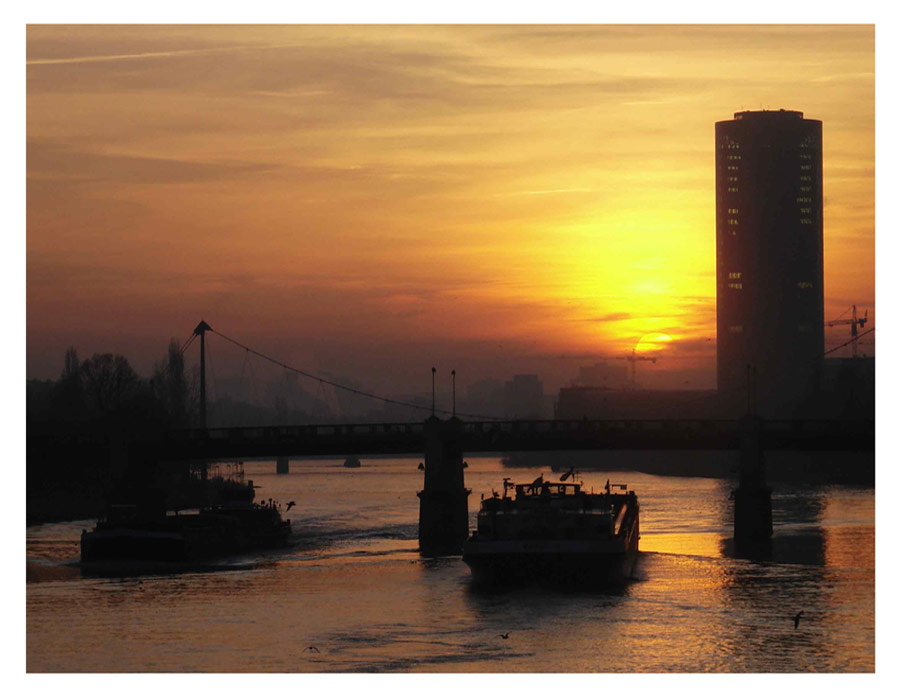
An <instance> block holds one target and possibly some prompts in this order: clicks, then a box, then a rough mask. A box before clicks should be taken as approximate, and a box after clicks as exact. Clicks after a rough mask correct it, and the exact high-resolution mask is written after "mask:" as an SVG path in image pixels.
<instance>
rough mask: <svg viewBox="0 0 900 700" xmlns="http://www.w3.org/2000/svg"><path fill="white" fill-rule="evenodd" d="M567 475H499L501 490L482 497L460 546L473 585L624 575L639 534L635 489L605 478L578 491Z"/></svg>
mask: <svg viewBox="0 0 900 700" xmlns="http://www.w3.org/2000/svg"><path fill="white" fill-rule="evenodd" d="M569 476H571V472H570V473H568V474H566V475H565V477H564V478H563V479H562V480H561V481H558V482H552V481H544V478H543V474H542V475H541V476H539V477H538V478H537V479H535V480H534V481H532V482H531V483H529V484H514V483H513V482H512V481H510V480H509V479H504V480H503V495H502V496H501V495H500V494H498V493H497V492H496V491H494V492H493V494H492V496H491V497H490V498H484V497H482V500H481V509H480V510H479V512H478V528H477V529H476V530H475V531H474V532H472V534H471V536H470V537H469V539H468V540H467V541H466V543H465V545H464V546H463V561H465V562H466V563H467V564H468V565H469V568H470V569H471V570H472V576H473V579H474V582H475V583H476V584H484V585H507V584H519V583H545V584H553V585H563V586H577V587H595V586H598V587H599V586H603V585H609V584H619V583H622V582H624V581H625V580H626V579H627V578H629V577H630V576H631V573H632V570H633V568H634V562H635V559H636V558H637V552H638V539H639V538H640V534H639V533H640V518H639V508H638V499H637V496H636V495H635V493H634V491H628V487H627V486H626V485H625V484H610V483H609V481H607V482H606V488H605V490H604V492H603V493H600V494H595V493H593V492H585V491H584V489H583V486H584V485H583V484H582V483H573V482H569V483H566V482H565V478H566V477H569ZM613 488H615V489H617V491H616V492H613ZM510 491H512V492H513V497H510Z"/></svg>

━━━━━━━━━━━━━━━━━━━━━━━━━━━━━━

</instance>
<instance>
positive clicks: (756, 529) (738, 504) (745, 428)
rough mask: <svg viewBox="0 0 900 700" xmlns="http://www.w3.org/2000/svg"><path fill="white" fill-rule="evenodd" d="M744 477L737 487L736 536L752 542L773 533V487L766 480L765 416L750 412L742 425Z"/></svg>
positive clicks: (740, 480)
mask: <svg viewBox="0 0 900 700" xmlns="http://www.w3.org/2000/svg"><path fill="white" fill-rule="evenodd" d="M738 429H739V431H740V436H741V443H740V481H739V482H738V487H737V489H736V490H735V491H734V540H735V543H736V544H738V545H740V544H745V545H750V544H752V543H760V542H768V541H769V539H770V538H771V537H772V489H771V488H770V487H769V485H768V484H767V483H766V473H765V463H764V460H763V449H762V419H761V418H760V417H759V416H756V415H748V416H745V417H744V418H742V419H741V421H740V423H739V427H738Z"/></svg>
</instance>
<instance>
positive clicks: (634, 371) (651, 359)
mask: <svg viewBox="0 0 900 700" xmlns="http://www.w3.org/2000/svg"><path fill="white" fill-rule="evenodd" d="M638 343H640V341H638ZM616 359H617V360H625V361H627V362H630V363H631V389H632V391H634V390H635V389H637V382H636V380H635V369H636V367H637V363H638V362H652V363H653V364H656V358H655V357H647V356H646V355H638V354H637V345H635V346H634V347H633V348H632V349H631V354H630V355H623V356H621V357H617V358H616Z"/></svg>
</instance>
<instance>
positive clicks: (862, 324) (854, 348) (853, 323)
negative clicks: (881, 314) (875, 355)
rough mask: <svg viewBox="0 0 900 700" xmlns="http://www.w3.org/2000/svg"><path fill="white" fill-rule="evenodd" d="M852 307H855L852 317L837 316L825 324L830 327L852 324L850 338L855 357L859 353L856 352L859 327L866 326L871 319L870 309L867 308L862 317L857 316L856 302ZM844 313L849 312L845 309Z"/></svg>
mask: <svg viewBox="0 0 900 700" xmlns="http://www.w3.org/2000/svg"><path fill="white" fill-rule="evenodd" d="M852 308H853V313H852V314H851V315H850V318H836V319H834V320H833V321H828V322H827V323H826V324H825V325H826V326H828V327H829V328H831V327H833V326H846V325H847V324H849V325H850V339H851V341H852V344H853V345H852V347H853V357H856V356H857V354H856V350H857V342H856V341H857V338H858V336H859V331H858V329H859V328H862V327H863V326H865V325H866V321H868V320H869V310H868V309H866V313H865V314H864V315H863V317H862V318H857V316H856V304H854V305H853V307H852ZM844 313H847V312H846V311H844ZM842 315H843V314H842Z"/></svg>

━━━━━━━━━━━━━━━━━━━━━━━━━━━━━━

* **WHAT YOU NEED TO DO**: Return exactly, and only, the lines above starting at the line that contains "positive clicks: (740, 480)" and ending at the line that contains "negative clicks: (881, 314) (875, 355)".

* **FINISHED EXERCISE**:
positive clicks: (740, 480)
mask: <svg viewBox="0 0 900 700" xmlns="http://www.w3.org/2000/svg"><path fill="white" fill-rule="evenodd" d="M738 429H739V431H740V436H741V443H740V481H739V482H738V487H737V489H736V490H735V491H734V540H735V543H736V544H738V545H740V544H745V545H750V544H752V543H760V542H768V541H769V539H770V538H771V537H772V489H771V488H770V487H769V485H768V484H767V483H766V473H765V463H764V460H763V449H762V419H761V418H760V417H759V416H756V415H748V416H745V417H744V418H742V419H741V421H740V423H739V427H738Z"/></svg>
</instance>
<instance>
positive clicks: (634, 371) (651, 359)
mask: <svg viewBox="0 0 900 700" xmlns="http://www.w3.org/2000/svg"><path fill="white" fill-rule="evenodd" d="M638 343H640V341H638ZM616 359H617V360H625V361H627V362H630V363H631V389H632V391H634V390H635V389H637V382H636V380H635V369H636V367H637V363H638V362H652V363H653V364H656V358H655V357H647V356H646V355H638V354H637V345H635V346H634V347H633V348H632V349H631V354H630V355H623V356H621V357H617V358H616Z"/></svg>
</instance>
<instance>
positive clicks: (862, 324) (854, 348) (853, 323)
negative clicks: (881, 314) (875, 355)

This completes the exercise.